---- Given information
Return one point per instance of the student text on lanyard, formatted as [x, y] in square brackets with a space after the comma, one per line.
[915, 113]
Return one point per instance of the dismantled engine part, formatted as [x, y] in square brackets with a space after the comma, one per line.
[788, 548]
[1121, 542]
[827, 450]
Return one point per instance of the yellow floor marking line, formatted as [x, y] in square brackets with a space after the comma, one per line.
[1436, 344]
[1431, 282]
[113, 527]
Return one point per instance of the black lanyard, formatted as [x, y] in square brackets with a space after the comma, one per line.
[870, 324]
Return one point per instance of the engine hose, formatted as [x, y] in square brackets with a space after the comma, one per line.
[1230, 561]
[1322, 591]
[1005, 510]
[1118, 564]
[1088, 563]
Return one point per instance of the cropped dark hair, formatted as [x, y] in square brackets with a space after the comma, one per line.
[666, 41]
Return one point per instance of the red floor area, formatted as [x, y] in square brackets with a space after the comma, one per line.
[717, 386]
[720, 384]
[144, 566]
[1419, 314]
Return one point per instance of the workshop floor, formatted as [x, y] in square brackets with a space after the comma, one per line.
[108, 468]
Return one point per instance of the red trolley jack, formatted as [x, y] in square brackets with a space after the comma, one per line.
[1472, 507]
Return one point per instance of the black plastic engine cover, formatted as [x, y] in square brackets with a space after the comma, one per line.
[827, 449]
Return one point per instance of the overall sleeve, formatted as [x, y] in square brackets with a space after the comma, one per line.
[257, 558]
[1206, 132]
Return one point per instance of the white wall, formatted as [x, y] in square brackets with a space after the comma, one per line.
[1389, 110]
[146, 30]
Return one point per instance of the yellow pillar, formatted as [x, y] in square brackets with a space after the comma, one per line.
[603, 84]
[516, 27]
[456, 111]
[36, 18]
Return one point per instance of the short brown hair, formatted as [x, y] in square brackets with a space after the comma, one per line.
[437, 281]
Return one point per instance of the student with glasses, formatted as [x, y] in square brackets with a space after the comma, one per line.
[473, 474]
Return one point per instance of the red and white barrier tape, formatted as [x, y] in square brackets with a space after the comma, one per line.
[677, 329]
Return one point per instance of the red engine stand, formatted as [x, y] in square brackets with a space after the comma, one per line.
--------
What to produce
Could you put every line of the entries above into a JSON list of strings, one string per line, skipping any blank lines?

The solution
[
  "Return one point per instance of the student text on lanyard, formatted as [x, y] in square brackets with a space after the comma, one per line.",
  "[915, 113]",
  "Return one point per instance of the dismantled engine part, formatted as [x, y] in square brackets with a space after the comma, one per line.",
  "[788, 548]",
  "[1121, 542]",
  "[827, 450]",
  "Return one point per instance of the yellow floor marking line, formatted as [x, y] in square brackets with a space after the comma, one per line.",
  "[1436, 344]",
  "[1431, 282]",
  "[113, 527]",
  "Return one point per instance of the black lanyard, formatted as [x, y] in square brackets with a space after the comma, one per line.",
  "[870, 324]",
  "Return one point per instance of the engine hose, formatted as [x, y] in square brackets with a space after the comma, one per line.",
  "[1230, 561]",
  "[1322, 591]",
  "[1005, 510]",
  "[1118, 564]",
  "[1088, 563]",
  "Return one point per instance of the cropped dark hair, formatted as [x, y] in square brackets with a space after the comma, one per line.",
  "[666, 41]",
  "Return one point per instance of the red floor area, formatted as [x, y] in square brackets with a space after the comma, one per line.",
  "[717, 386]",
  "[720, 384]",
  "[144, 566]",
  "[1419, 314]",
  "Return one point per instance of the workshop floor, formatted as [x, y] in square brackets with a space after the comma, one per line.",
  "[108, 468]",
  "Return one point per instance of the red trolley jack, formatted as [x, y] in square brackets with a space after the comma, one per line.",
  "[1472, 507]",
  "Return one point per instance of the black plastic engine cover, formatted as [x, y] in square brackets with a space after the comma, one per line.",
  "[827, 449]",
  "Return one point per instance of the overall sleeve, formatted as [x, y] in square brackets with a space after the comma, one per line.",
  "[257, 558]",
  "[1206, 132]",
  "Return one point per instance of the white wall, formatted as [x, y] in square brackets with a space after the comma, one per line.",
  "[1389, 110]",
  "[146, 30]",
  "Return one point per instance of the yellow pillar, formatted as [x, y] in square brackets with a space after the comma, one per line.",
  "[603, 84]",
  "[516, 27]",
  "[456, 111]",
  "[36, 18]",
  "Return one point per instance of the short brown hair, formatted as [x, y] in square brackets with a space after the comma, one per line.",
  "[437, 281]",
  "Return one point per instance of the student with glasses, formatted as [x, y] in square brackets with a space after the comma, one per line.",
  "[473, 474]",
  "Return one point per instance of the red and white barrier tape, formatted as [x, y] in square brackets with a space after the comma, one per line.",
  "[677, 329]",
  "Return one point per instance of the red engine stand, formatted as [x, y] in square brackets with a space after the comma, one per line."
]